Render the lines of the listing below as a JSON list of strings, starting at the line containing "the rear wheel." and ending at the line containing "94 251 422 370", both included. Use one string per line and leave out blank lines.

● ● ● ●

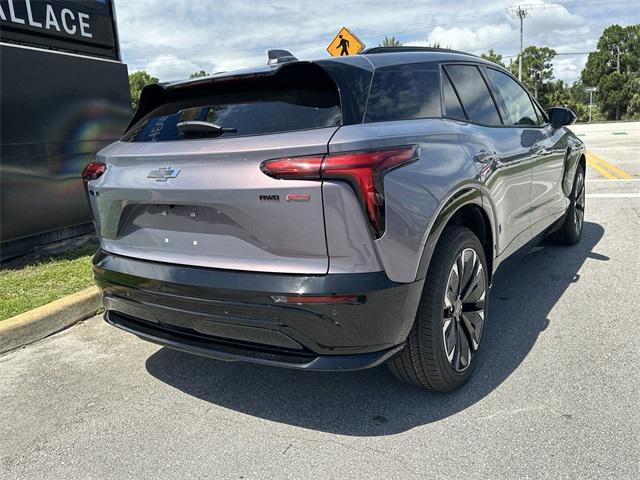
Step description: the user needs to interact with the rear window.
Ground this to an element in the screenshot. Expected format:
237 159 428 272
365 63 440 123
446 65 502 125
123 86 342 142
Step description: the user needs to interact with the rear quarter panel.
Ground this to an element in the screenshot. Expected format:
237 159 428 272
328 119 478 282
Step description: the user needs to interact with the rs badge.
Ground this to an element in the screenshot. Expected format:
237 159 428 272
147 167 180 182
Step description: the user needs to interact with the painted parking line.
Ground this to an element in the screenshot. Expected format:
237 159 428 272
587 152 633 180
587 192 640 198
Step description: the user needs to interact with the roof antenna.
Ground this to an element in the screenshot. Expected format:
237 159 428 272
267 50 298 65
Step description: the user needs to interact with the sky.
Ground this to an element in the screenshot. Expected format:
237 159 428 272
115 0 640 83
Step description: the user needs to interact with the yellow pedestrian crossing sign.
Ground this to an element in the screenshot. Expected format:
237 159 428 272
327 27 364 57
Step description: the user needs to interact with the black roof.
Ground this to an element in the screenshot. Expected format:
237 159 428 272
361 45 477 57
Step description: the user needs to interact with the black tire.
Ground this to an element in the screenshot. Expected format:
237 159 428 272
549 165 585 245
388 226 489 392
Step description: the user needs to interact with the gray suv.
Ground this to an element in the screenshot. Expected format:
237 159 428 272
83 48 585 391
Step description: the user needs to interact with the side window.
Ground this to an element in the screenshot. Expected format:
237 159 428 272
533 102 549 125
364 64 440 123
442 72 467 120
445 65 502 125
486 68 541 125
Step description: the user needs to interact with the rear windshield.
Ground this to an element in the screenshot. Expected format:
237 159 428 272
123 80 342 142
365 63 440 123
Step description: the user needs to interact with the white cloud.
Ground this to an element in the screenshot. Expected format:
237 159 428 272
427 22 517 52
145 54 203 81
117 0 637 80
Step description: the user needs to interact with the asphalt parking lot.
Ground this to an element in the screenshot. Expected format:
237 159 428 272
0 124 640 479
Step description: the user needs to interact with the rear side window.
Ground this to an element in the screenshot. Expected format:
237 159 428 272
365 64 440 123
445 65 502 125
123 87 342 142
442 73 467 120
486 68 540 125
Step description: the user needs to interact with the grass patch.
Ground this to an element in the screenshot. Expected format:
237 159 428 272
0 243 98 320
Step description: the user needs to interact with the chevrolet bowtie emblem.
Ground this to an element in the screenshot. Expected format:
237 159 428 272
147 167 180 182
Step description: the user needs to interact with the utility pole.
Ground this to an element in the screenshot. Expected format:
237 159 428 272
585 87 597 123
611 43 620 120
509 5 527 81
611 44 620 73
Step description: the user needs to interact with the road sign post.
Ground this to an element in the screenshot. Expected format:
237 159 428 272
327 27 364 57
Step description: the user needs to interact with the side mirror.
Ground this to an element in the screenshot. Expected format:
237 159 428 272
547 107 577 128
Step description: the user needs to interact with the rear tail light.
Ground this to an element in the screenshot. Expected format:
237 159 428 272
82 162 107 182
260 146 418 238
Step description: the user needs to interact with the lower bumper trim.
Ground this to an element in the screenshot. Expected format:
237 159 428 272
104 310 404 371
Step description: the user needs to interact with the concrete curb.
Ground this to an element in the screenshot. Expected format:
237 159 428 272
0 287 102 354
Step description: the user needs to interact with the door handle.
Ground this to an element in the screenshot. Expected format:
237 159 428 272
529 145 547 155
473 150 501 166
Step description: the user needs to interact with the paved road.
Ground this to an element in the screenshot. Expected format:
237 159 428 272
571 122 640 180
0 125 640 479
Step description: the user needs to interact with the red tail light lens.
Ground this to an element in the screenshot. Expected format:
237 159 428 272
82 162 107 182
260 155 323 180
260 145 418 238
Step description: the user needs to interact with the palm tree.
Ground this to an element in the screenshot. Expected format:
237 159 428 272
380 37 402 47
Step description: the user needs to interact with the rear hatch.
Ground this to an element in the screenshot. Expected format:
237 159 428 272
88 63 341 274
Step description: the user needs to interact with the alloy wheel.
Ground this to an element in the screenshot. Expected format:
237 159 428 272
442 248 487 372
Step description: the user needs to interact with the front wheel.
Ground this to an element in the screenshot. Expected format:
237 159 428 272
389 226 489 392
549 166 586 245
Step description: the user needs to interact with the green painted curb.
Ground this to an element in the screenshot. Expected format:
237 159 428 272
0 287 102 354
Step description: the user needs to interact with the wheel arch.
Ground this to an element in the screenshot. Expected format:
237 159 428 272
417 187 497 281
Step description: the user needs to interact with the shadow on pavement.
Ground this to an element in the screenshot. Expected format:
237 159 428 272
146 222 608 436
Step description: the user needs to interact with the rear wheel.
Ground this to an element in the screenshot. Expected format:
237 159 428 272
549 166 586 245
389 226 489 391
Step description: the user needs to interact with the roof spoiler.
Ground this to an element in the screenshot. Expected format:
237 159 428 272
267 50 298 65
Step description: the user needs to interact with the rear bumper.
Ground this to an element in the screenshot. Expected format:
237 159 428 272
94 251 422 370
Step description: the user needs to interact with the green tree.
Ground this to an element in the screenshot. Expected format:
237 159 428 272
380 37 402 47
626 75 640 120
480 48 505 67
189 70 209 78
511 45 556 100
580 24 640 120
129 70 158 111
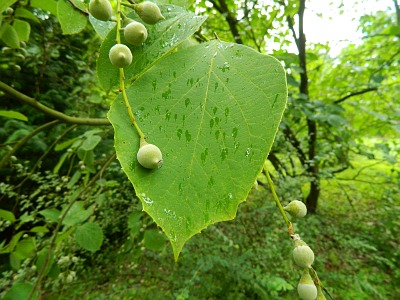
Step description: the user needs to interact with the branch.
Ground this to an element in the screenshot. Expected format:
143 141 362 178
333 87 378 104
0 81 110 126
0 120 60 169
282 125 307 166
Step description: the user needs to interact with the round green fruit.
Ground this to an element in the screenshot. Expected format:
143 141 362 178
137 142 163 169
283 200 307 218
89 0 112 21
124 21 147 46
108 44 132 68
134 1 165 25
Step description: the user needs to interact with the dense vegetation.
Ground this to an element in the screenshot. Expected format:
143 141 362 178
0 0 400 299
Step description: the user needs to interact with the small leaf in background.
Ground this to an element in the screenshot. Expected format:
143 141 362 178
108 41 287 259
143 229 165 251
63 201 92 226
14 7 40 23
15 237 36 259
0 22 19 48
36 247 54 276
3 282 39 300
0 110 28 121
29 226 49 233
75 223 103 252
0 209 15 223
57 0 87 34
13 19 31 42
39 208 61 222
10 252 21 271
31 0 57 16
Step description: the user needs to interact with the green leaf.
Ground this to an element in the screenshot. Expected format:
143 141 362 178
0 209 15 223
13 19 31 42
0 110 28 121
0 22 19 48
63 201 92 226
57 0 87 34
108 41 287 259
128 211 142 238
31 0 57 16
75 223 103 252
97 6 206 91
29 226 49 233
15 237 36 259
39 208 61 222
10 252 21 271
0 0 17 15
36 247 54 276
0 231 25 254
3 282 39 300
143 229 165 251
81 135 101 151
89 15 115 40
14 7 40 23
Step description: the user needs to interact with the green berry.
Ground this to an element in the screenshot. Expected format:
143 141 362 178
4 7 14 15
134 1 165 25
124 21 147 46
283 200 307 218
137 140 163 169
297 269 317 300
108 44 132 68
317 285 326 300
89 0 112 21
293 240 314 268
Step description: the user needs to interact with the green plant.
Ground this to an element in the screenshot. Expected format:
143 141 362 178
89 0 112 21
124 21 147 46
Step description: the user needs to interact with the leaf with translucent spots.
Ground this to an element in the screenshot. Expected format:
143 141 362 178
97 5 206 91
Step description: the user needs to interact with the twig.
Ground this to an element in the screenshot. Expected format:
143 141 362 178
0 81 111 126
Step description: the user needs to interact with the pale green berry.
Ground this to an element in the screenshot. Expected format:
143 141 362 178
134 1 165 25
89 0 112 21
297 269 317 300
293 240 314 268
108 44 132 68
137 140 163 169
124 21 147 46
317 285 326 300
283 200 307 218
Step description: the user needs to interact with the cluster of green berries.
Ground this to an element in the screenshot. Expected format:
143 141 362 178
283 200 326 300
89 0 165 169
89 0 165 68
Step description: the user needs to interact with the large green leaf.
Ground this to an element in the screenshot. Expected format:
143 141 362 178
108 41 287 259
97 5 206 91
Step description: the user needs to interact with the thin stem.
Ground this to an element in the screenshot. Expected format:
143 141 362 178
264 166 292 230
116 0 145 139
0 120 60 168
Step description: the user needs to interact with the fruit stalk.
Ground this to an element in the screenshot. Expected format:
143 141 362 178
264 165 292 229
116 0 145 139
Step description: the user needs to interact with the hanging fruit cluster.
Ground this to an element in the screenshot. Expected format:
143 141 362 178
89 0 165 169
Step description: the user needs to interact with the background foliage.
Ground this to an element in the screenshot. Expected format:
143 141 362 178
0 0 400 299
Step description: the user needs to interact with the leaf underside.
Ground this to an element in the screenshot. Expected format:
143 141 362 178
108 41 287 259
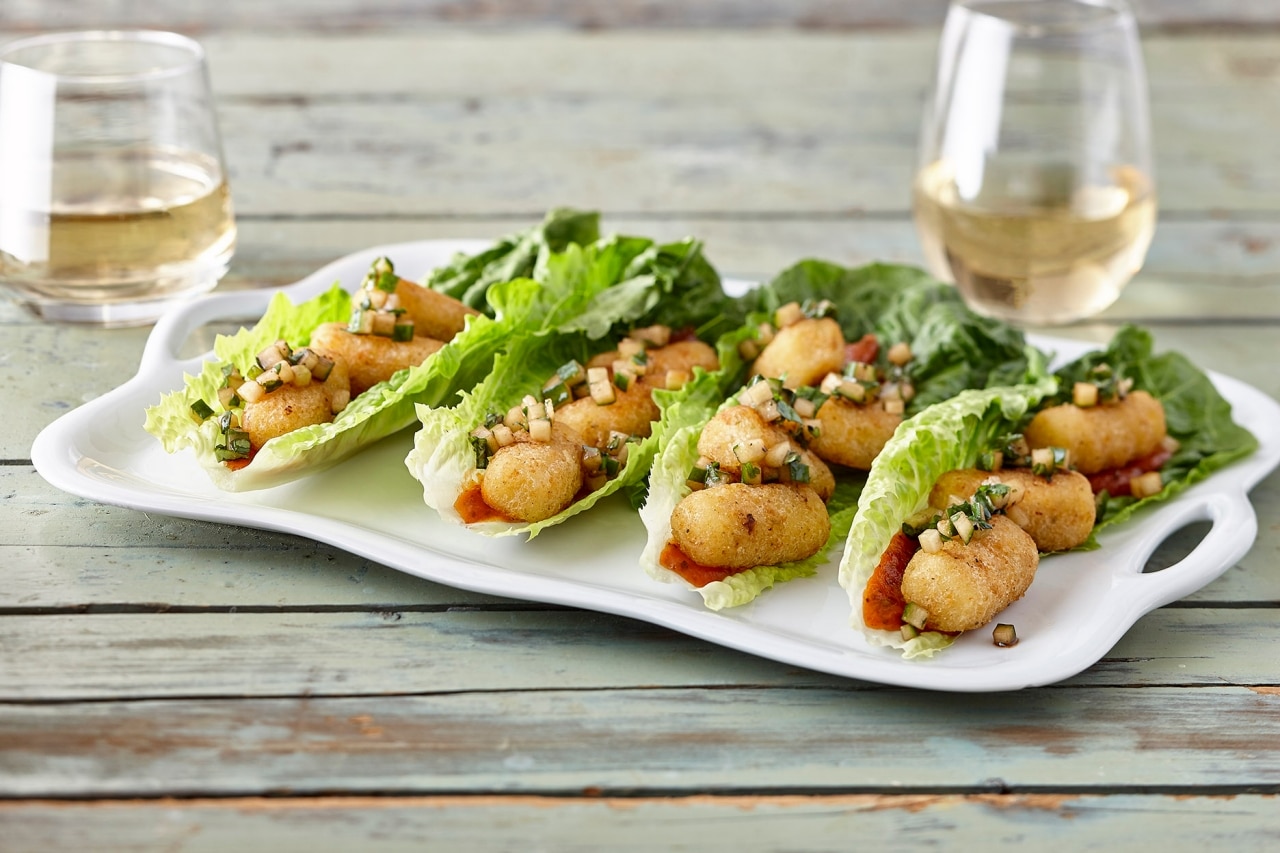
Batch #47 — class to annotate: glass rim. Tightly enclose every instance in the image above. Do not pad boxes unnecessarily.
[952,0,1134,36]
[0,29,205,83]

● ● ● ●

> [Response to the exercise]
[
  "Step description: the user needs to interact with the rear wheel.",
  "Ground this to an element in the screenshot. Expected format:",
  "237 159 428 272",
  "549 166 586 245",
  "389 226 489 391",
  "Step description: the user needs to interact with the roof spoiler.",
  "Ground this to an element in the screenshot. Expected format:",
  "237 159 428 272",
  "267 50 298 65",
  "Step description: the user needs to interact with the rear bumper.",
  "Ground this to an element in the screenshot. Expected format:",
  "237 159 428 272",
  "94 251 422 370"
]